WHAT THIS TASK INVOLVES.
Reproduce the records from the line with "Screen reader assistance: describe where the concrete wall" to the line with "[1305,603,1346,650]", both lines included, leaving each request unchanged and scaling every bounding-box coordinate in the answers by 2.15, rounded to whole numbers with halves rounded up. Give only those lines.

RECORDED INFORMATION.

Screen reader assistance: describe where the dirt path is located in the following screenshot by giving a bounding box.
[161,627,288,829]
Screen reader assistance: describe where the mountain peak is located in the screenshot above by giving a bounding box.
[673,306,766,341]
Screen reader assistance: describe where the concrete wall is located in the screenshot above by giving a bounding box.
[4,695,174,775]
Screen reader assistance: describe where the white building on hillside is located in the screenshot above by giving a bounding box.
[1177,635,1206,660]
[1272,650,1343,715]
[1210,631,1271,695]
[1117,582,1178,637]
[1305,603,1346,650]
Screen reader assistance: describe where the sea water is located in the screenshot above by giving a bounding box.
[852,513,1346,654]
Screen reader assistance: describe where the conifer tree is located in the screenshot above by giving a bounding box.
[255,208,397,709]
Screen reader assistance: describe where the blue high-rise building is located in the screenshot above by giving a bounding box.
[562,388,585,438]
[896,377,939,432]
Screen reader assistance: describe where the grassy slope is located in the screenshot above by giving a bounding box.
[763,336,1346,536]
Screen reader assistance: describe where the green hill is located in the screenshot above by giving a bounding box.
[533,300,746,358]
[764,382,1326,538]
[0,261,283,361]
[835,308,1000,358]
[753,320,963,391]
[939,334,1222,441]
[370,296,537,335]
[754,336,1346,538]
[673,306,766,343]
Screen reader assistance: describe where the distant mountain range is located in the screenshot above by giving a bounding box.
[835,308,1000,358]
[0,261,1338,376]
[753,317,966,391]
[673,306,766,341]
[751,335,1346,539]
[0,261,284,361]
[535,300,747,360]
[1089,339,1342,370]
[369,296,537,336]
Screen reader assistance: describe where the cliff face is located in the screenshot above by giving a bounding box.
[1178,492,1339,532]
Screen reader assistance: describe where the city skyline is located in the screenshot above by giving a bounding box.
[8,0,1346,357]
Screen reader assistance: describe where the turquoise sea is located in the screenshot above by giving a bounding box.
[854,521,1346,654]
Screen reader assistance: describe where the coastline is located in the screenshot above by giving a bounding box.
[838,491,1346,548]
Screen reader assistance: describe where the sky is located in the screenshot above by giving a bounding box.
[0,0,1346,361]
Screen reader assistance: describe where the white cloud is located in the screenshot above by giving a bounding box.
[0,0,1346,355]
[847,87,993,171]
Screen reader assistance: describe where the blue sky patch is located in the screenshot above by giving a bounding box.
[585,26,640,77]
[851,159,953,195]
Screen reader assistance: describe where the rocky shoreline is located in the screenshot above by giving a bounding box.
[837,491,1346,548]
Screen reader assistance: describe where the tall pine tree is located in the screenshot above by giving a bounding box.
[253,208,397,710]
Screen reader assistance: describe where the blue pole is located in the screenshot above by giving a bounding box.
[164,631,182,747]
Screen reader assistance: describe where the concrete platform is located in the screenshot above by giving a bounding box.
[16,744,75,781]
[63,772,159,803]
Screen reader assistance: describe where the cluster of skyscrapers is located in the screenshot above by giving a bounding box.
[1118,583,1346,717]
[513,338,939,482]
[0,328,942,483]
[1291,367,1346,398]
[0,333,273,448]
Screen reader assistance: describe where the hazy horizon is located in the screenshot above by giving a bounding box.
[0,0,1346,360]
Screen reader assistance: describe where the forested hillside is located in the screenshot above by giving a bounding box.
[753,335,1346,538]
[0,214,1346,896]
---
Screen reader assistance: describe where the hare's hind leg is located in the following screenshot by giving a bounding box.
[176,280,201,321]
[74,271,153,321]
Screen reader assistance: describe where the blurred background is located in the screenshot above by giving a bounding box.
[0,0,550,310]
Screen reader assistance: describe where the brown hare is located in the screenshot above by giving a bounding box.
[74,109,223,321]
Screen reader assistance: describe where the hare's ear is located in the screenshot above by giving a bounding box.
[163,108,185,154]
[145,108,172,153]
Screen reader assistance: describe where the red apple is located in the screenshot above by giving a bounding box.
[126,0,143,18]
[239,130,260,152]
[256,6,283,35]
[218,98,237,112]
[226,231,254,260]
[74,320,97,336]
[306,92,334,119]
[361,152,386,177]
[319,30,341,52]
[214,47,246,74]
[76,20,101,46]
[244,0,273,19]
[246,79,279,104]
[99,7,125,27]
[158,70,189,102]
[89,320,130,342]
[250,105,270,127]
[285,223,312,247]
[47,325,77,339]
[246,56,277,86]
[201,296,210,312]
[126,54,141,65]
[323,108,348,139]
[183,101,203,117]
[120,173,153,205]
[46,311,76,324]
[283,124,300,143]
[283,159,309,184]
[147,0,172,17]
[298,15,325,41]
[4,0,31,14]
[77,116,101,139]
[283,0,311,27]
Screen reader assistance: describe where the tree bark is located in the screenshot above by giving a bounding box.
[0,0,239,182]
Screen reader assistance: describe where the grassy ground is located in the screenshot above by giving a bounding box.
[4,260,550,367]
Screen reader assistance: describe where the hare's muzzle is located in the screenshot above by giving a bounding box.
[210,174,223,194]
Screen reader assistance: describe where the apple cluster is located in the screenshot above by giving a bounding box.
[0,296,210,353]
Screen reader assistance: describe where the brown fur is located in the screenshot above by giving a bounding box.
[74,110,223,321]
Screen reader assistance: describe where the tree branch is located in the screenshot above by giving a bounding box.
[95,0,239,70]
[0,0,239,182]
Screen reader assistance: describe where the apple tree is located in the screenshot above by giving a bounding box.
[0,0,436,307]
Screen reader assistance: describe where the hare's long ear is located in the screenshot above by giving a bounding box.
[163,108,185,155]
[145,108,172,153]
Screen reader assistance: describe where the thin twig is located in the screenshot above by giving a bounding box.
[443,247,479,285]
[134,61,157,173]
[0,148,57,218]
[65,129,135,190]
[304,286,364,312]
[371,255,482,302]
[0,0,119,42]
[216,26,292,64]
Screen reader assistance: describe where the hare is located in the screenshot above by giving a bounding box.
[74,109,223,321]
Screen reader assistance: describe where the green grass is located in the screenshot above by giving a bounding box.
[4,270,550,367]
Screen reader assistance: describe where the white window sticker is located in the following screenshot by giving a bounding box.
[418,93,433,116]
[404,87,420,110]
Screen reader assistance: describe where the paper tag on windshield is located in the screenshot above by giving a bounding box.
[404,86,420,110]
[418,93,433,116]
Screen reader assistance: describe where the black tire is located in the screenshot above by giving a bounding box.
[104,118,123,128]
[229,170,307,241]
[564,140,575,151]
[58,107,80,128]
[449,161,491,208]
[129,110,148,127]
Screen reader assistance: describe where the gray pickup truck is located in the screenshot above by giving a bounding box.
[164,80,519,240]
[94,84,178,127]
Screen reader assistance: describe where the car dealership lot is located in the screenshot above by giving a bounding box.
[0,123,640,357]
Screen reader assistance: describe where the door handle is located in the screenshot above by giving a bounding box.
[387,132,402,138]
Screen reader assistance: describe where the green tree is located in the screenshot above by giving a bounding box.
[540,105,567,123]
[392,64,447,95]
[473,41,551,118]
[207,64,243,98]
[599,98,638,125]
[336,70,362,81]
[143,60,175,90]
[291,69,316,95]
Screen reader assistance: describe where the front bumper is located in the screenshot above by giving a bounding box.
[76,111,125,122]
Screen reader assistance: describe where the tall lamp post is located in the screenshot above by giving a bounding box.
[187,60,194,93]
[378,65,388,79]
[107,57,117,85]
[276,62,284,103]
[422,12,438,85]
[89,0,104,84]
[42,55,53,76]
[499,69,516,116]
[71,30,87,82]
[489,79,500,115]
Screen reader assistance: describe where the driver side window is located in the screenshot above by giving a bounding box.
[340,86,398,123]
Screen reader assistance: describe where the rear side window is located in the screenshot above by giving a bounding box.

EXERCISE RESULT.
Screen reader assistance: describe where the concrete wall is located in the screenshot above by giving a bounding box.
[9,1494,374,1666]
Screen reader assistance: describe where the white building on hillside is located in the screenshot above by giving a bounding box.
[2531,1365,2593,1419]
[2735,1398,2887,1537]
[2602,1357,2733,1494]
[2402,1251,2533,1370]
[2806,1296,2894,1398]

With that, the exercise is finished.